Work instructions:
Output the whole listing with nothing altered.
──────────────────────────────
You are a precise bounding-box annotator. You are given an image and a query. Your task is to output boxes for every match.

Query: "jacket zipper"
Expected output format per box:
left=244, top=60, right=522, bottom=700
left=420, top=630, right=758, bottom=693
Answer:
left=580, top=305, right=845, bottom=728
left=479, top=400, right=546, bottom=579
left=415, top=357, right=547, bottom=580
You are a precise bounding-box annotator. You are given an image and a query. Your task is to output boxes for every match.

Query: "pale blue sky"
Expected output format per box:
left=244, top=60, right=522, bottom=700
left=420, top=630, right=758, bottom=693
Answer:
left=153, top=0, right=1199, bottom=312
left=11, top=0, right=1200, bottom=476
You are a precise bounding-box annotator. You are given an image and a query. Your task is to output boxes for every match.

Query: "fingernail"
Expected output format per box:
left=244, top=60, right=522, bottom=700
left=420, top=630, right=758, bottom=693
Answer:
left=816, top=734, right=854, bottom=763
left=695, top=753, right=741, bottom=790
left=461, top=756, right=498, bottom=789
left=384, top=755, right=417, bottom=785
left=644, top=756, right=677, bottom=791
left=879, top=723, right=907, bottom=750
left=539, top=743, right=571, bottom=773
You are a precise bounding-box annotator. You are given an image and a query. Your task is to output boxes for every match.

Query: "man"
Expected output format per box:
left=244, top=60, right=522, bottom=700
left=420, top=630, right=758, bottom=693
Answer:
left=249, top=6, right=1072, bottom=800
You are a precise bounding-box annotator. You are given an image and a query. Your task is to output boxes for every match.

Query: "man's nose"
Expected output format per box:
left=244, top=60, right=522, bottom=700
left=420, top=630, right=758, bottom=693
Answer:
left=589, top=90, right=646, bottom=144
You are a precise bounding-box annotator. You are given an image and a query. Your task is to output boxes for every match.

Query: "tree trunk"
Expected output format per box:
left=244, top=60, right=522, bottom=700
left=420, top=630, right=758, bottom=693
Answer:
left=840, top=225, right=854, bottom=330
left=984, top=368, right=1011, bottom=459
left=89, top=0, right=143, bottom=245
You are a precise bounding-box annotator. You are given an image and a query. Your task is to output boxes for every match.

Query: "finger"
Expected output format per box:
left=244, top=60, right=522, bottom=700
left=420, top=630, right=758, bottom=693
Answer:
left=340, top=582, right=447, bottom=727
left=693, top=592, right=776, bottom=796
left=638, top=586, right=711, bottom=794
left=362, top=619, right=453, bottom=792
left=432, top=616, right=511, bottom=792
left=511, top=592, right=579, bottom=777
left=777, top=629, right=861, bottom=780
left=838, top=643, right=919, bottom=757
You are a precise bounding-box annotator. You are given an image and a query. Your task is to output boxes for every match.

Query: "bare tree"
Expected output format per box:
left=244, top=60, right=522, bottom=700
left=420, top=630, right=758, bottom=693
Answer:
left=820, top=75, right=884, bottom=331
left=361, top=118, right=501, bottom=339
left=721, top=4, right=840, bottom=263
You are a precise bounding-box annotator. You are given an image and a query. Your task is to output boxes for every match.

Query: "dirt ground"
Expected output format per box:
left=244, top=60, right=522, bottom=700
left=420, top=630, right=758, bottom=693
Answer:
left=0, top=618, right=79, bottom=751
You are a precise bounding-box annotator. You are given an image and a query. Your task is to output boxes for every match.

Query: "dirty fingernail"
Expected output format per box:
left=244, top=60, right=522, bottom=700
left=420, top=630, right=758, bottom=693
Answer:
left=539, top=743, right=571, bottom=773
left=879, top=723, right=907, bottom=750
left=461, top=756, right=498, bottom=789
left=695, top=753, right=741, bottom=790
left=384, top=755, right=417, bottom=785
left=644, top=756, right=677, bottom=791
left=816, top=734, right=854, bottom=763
──────────────────────────────
Your solution:
You are a precise bounding-box annotator. You are given an image and a query. Your task is to output boxes for every match.

Query: "jacket zipper"
Expected output format per box:
left=244, top=60, right=522, bottom=700
left=420, top=630, right=758, bottom=693
Answer:
left=580, top=305, right=845, bottom=728
left=479, top=400, right=546, bottom=579
left=415, top=357, right=547, bottom=580
You are a precise bounding-box annotator. You are given an image and a query. Your task is to output boxes for every match.

Query: "pale blue sky"
Expected output format per box:
left=244, top=60, right=522, bottom=700
left=420, top=630, right=758, bottom=693
Answer:
left=153, top=0, right=1199, bottom=312
left=11, top=0, right=1200, bottom=476
You are a precise bounding-box annotator. You are given an image and a query. Your task is to output boxes for every match.

Query: "fingernail"
Expected output format per box:
left=244, top=60, right=522, bottom=700
left=420, top=630, right=758, bottom=693
Answer:
left=816, top=734, right=854, bottom=763
left=695, top=753, right=741, bottom=790
left=461, top=756, right=498, bottom=789
left=384, top=755, right=417, bottom=785
left=644, top=756, right=677, bottom=791
left=879, top=723, right=907, bottom=750
left=539, top=743, right=571, bottom=773
You are a precise bounding-box annotator. You are given an image and a query. Your task is to output boxes for every match.

Query: "man"
Expected output format per box:
left=244, top=60, right=522, bottom=700
left=420, top=630, right=758, bottom=693
Answer:
left=249, top=6, right=1072, bottom=800
You are a precise bounding-box annotator. You are given an image and a query. Your task is to output boxes for every match.

Query: "man's nose"
Expected output format per box:
left=244, top=60, right=522, bottom=700
left=420, top=630, right=758, bottom=693
Answer:
left=589, top=90, right=646, bottom=144
You are a precise bounding-box annotator. You are given an image and a query. Your task is to output boxes for every match.

Query: "tree trunk"
Expected output format per box:
left=244, top=60, right=522, bottom=700
left=420, top=630, right=758, bottom=693
Answer:
left=840, top=225, right=854, bottom=330
left=984, top=368, right=1011, bottom=459
left=89, top=0, right=143, bottom=245
You are a precise bounding-box annotator. You are given an image and a query. Your task is to output boxes for every match.

Query: "finger"
Expected output format per box:
left=244, top=60, right=522, bottom=700
left=420, top=630, right=758, bottom=693
Answer:
left=340, top=582, right=447, bottom=727
left=693, top=592, right=776, bottom=796
left=638, top=586, right=711, bottom=794
left=362, top=619, right=453, bottom=792
left=432, top=616, right=511, bottom=792
left=511, top=592, right=579, bottom=777
left=777, top=629, right=861, bottom=780
left=838, top=643, right=919, bottom=757
You are a precise bounding-box annotator. You are given an image and a query. Your task is to output boxes for every match.

Query: "bare tree"
Expected output format per box:
left=244, top=60, right=522, bottom=700
left=420, top=630, right=758, bottom=693
Answer:
left=820, top=75, right=884, bottom=331
left=361, top=118, right=501, bottom=339
left=721, top=4, right=840, bottom=263
You are a precise bounding-box annotator. You are given an image and a query. Your task is to output boxes for every match.

Query: "dirt ground"
Expected output format per box:
left=244, top=60, right=522, bottom=700
left=420, top=630, right=758, bottom=693
Answer:
left=0, top=618, right=79, bottom=751
You are a precise bounding-box annotator. You are given an image and a query. Your task is to output boxes for every match.

Query: "dirty fingernail"
Expected output format per box:
left=244, top=60, right=522, bottom=700
left=420, top=630, right=758, bottom=693
Answer:
left=539, top=743, right=571, bottom=773
left=879, top=723, right=907, bottom=750
left=461, top=756, right=498, bottom=789
left=695, top=753, right=741, bottom=790
left=384, top=755, right=417, bottom=785
left=644, top=756, right=677, bottom=791
left=816, top=734, right=854, bottom=763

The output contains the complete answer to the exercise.